▸ **PASSAGE FOR REVIEW**
----------

It means that roughly three in every ten households is still mixing their waste. In practical terms, this contamination rate is enough to render an entire Material Recovery Facility’s intake unviable for quality recycling. The policy’s proposed remedies include awareness campaigns, mandatory segregation enforcement; bulk waste generator compliance requirements, and digital tracking of waste collection vehicles. Each of these is necessary. None of them is yet in place at the scale required.
On April 4, 2026, the government informed the assembly it invested Rs 68.14 crore in setting up 2,147 waste segregation sheds in last three years. Right now, however, only 1,491 of them are currently functional.
The Infrastructure Void
The policy makes the starkest confession that recyclables collected are being transported out for recycling. Material Recovery Facilities are described as “being established”, a phrase that signals intent, not completion. The policy identifies “limited recycling infrastructure” and the resulting high logistics cost for recyclables as key gaps.
The government informed the Lok Sabha on December 9, 2024 that Jammu and Kashmir produced 34367.37 tonnes of plastic waste in 2018-19; 74826.33 tonnes in 2019-20; 51710.6 tonnes in 2020-21; 34384 in 2021-22 and 30342 tonnes in 2022-23. In October 2024, the parliament was told that Jammu and Kashmir’s 32 operational Material Recovery Facilities (MRFs) have recycled 52.82 per cent of the 146.14 MTs of plastic waste in 2023-24; an increase from 49.95 per cent of the 124.48 MT generated the previous year.
In a report submitted to the National Green Tribunal (NGT), the Pollution Control Committee (JKPCC) claimed that 77.2 MT of plastic waste was recycled in 2023-24, compared to 61.94 MT in 2022-23. Recyclable plastic waste, the assembly was told in April 2026, is sent to Plastic Waste Management Units where it is processed through shredding and baling before being forwarded to authorised recyclers.

----------

▸ **AVAILABLE DATA**
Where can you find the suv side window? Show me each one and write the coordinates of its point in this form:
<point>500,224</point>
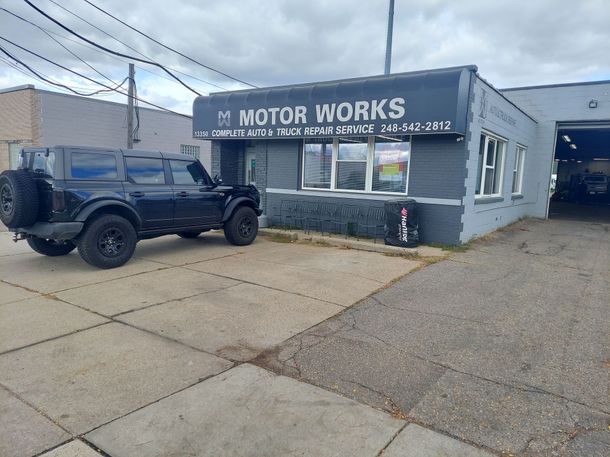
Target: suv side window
<point>187,173</point>
<point>142,170</point>
<point>93,166</point>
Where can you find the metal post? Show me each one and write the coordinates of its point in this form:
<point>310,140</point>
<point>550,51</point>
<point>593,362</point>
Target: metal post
<point>130,107</point>
<point>388,46</point>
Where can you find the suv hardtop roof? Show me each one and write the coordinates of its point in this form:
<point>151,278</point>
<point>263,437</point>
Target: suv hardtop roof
<point>126,152</point>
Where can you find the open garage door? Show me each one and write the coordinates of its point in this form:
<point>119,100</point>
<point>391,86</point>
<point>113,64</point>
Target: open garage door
<point>581,172</point>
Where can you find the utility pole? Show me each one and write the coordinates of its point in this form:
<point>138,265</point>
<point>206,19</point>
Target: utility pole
<point>388,46</point>
<point>130,107</point>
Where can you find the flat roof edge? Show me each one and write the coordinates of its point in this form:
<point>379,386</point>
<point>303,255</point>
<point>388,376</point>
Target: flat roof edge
<point>471,67</point>
<point>551,86</point>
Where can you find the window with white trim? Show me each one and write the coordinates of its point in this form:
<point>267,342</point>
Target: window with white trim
<point>491,166</point>
<point>361,164</point>
<point>518,169</point>
<point>190,150</point>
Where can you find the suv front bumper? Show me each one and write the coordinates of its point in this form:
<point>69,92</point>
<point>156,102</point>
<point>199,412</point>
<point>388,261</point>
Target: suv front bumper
<point>51,230</point>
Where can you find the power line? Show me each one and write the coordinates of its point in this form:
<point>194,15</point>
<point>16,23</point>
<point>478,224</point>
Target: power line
<point>109,89</point>
<point>63,46</point>
<point>79,43</point>
<point>82,76</point>
<point>167,47</point>
<point>110,50</point>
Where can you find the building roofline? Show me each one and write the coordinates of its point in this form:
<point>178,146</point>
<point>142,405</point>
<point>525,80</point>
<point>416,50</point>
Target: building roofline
<point>552,86</point>
<point>499,92</point>
<point>17,88</point>
<point>472,68</point>
<point>97,100</point>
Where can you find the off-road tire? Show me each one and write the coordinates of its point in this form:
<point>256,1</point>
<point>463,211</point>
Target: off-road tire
<point>189,234</point>
<point>51,248</point>
<point>108,241</point>
<point>242,227</point>
<point>18,199</point>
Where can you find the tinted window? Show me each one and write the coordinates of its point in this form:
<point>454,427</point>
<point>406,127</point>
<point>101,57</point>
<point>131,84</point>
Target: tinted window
<point>93,166</point>
<point>187,173</point>
<point>44,163</point>
<point>145,171</point>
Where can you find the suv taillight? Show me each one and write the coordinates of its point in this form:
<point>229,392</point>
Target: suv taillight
<point>59,200</point>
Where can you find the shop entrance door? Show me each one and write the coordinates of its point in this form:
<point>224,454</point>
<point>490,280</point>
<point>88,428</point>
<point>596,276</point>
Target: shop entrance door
<point>250,166</point>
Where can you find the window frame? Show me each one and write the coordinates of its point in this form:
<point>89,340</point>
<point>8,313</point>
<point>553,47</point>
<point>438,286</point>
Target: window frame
<point>500,142</point>
<point>370,159</point>
<point>129,179</point>
<point>518,170</point>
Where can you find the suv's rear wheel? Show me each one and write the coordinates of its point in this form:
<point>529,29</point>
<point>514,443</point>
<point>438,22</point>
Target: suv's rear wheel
<point>51,248</point>
<point>18,198</point>
<point>242,228</point>
<point>107,242</point>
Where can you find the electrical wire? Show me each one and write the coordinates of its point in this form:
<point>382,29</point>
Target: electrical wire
<point>64,47</point>
<point>167,47</point>
<point>81,75</point>
<point>110,50</point>
<point>79,43</point>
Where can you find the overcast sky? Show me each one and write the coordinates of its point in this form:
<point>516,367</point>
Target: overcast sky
<point>272,42</point>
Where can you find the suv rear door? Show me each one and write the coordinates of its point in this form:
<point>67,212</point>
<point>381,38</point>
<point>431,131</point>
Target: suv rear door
<point>197,203</point>
<point>149,191</point>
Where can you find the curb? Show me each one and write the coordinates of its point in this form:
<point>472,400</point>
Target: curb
<point>350,243</point>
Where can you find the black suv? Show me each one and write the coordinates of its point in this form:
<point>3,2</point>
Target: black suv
<point>104,200</point>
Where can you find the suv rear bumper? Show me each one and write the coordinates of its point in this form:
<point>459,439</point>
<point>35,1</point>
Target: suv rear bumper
<point>51,230</point>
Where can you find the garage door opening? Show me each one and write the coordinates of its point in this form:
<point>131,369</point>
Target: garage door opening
<point>581,172</point>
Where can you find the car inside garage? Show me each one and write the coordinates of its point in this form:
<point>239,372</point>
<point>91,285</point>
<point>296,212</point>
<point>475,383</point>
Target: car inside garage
<point>581,171</point>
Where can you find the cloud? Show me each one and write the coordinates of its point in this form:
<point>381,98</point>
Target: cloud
<point>285,41</point>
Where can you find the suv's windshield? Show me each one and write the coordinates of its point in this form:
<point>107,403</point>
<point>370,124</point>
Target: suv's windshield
<point>44,164</point>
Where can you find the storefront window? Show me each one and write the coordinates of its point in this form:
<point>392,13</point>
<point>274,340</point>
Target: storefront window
<point>351,163</point>
<point>491,164</point>
<point>317,163</point>
<point>361,164</point>
<point>390,165</point>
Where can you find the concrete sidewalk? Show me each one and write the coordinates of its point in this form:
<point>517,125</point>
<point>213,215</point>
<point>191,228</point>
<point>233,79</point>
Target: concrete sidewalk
<point>148,359</point>
<point>504,346</point>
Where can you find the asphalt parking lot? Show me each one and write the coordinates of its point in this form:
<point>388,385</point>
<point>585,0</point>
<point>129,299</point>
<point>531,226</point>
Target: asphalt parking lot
<point>82,350</point>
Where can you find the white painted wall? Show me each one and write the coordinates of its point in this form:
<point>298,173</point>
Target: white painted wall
<point>68,119</point>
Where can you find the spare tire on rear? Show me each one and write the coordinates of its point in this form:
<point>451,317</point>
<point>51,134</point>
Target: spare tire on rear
<point>18,198</point>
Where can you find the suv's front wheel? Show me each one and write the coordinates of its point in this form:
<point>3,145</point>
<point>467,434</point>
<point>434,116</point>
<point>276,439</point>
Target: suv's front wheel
<point>51,248</point>
<point>242,228</point>
<point>107,242</point>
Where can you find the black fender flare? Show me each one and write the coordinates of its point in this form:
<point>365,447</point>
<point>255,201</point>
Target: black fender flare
<point>235,203</point>
<point>88,210</point>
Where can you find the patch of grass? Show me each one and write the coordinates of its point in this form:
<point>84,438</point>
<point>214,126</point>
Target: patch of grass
<point>280,238</point>
<point>451,247</point>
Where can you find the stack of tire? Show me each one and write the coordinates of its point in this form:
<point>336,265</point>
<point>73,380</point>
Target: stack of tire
<point>19,205</point>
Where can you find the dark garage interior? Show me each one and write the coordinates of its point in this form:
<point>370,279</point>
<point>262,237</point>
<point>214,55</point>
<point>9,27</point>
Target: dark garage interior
<point>581,171</point>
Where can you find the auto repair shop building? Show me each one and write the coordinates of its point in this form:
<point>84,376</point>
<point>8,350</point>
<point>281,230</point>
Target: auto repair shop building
<point>467,154</point>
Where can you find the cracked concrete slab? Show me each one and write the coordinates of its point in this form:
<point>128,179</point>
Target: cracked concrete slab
<point>335,285</point>
<point>10,293</point>
<point>518,340</point>
<point>88,378</point>
<point>143,290</point>
<point>37,319</point>
<point>248,411</point>
<point>237,323</point>
<point>23,431</point>
<point>416,441</point>
<point>75,448</point>
<point>52,274</point>
<point>176,251</point>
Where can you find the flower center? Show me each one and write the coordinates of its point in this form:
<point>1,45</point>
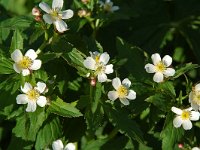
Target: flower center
<point>33,95</point>
<point>160,67</point>
<point>122,91</point>
<point>25,63</point>
<point>185,115</point>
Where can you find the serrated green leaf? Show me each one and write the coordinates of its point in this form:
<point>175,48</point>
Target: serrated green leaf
<point>50,132</point>
<point>63,109</point>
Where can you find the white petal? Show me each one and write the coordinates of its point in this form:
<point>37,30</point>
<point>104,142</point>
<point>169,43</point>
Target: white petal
<point>70,146</point>
<point>25,72</point>
<point>17,68</point>
<point>104,58</point>
<point>113,95</point>
<point>194,116</point>
<point>109,69</point>
<point>177,122</point>
<point>57,145</point>
<point>89,63</point>
<point>41,87</point>
<point>66,14</point>
<point>31,54</point>
<point>36,64</point>
<point>126,82</point>
<point>116,82</point>
<point>45,7</point>
<point>57,4</point>
<point>102,77</point>
<point>17,55</point>
<point>124,101</point>
<point>176,110</point>
<point>156,58</point>
<point>22,99</point>
<point>187,124</point>
<point>169,72</point>
<point>27,87</point>
<point>158,77</point>
<point>47,18</point>
<point>150,68</point>
<point>42,101</point>
<point>61,26</point>
<point>131,95</point>
<point>31,107</point>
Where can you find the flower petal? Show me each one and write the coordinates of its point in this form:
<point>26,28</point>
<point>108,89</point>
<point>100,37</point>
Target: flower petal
<point>70,146</point>
<point>25,72</point>
<point>109,69</point>
<point>89,63</point>
<point>113,95</point>
<point>176,110</point>
<point>187,124</point>
<point>104,58</point>
<point>150,68</point>
<point>57,4</point>
<point>42,101</point>
<point>27,87</point>
<point>177,122</point>
<point>36,64</point>
<point>22,99</point>
<point>167,60</point>
<point>116,82</point>
<point>31,107</point>
<point>169,72</point>
<point>31,54</point>
<point>156,58</point>
<point>194,115</point>
<point>17,55</point>
<point>126,82</point>
<point>41,87</point>
<point>66,14</point>
<point>102,77</point>
<point>61,26</point>
<point>124,101</point>
<point>131,95</point>
<point>57,145</point>
<point>45,7</point>
<point>47,18</point>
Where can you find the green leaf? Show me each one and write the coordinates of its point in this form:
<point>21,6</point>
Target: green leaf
<point>50,132</point>
<point>123,123</point>
<point>17,41</point>
<point>170,135</point>
<point>28,124</point>
<point>63,109</point>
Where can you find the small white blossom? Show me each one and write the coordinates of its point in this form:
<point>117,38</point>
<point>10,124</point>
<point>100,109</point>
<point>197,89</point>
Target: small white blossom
<point>25,64</point>
<point>58,145</point>
<point>55,15</point>
<point>160,67</point>
<point>194,97</point>
<point>122,91</point>
<point>98,63</point>
<point>108,6</point>
<point>184,117</point>
<point>32,96</point>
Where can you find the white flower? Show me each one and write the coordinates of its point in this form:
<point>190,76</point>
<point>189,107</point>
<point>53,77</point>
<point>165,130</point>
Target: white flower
<point>55,15</point>
<point>194,97</point>
<point>98,63</point>
<point>32,96</point>
<point>184,117</point>
<point>160,67</point>
<point>58,145</point>
<point>27,63</point>
<point>122,91</point>
<point>108,6</point>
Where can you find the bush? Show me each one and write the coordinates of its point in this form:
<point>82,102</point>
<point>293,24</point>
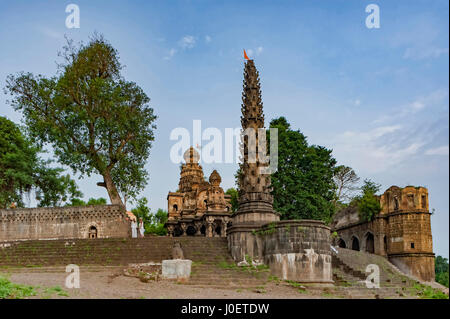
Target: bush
<point>8,290</point>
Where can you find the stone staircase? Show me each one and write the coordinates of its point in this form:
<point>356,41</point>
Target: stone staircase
<point>349,274</point>
<point>212,263</point>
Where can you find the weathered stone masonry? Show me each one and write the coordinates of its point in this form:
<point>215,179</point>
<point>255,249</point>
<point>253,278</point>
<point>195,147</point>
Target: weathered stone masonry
<point>99,221</point>
<point>401,232</point>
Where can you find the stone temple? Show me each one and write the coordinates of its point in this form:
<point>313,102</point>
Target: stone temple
<point>298,250</point>
<point>198,207</point>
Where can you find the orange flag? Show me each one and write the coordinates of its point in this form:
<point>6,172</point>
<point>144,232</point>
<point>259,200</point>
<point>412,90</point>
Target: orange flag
<point>245,55</point>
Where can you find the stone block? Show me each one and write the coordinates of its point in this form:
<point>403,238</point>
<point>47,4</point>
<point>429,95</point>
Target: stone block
<point>178,269</point>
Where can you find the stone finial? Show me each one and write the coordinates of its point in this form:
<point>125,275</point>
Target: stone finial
<point>191,156</point>
<point>215,178</point>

----------

▸ **ACTIVITY A**
From the passage on waste segregation and recycling, copy the part that opens with the words "The Infrastructure Void" and closes with "the previous year.".
▸ **ACTIVITY B**
According to the passage on waste segregation and recycling, how many of the 2,147 waste segregation sheds are currently functional?

▸ **ANSWER SPACE A**
The Infrastructure Void
The policy makes the starkest confession that recyclables collected are being transported out for recycling. Material Recovery Facilities are described as “being established”, a phrase that signals intent, not completion. The policy identifies “limited recycling infrastructure” and the resulting high logistics cost for recyclables as key gaps.
The government informed the Lok Sabha on December 9, 2024 that Jammu and Kashmir produced 34367.37 tonnes of plastic waste in 2018-19; 74826.33 tonnes in 2019-20; 51710.6 tonnes in 2020-21; 34384 in 2021-22 and 30342 tonnes in 2022-23. In October 2024, the parliament was told that Jammu and Kashmir’s 32 operational Material Recovery Facilities (MRFs) have recycled 52.82 per cent of the 146.14 MTs of plastic waste in 2023-24; an increase from 49.95 per cent of the 124.48 MT generated the previous year.

▸ **ANSWER SPACE B**
1,491